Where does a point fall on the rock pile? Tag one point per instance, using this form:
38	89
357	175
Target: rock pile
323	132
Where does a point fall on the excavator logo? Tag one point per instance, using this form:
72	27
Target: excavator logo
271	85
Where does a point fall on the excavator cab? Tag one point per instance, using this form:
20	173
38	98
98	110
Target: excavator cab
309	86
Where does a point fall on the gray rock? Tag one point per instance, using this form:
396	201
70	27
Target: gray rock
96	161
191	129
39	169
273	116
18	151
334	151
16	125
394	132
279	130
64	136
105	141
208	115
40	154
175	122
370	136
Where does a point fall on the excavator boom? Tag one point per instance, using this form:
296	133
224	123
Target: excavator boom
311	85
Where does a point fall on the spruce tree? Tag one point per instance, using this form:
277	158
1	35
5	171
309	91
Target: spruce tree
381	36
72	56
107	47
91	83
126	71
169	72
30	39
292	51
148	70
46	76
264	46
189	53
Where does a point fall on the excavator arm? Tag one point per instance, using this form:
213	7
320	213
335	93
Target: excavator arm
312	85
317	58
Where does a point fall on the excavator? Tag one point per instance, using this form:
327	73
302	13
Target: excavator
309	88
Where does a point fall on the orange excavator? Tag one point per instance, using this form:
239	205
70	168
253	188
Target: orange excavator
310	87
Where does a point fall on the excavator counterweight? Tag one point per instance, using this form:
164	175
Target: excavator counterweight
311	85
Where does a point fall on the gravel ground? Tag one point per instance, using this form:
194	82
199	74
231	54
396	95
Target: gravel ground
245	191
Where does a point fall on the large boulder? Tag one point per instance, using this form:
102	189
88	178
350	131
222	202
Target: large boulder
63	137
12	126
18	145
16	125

┄┄┄┄┄┄

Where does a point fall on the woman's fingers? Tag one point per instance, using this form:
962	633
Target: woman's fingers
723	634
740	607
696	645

┄┄┄┄┄┄

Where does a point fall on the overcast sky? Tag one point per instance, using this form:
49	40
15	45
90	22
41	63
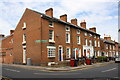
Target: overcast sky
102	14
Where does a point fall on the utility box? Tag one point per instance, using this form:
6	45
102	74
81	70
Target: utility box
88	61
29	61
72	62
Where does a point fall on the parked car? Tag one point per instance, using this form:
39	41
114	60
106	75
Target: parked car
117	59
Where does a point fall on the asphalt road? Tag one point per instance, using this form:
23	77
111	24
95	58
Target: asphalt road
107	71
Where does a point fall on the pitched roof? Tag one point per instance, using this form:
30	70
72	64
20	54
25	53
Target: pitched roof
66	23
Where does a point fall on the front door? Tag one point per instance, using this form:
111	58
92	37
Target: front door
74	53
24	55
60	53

┄┄┄┄┄┄

* [DO THIS] Pick out every line in the rows above that contains the word "spruce" and copy each one, treating uppercase and lowercase as different.

* [THE SOLUTION]
Where does a point fall on the spruce tree? Tag one point per instance, using this form:
Target: spruce tree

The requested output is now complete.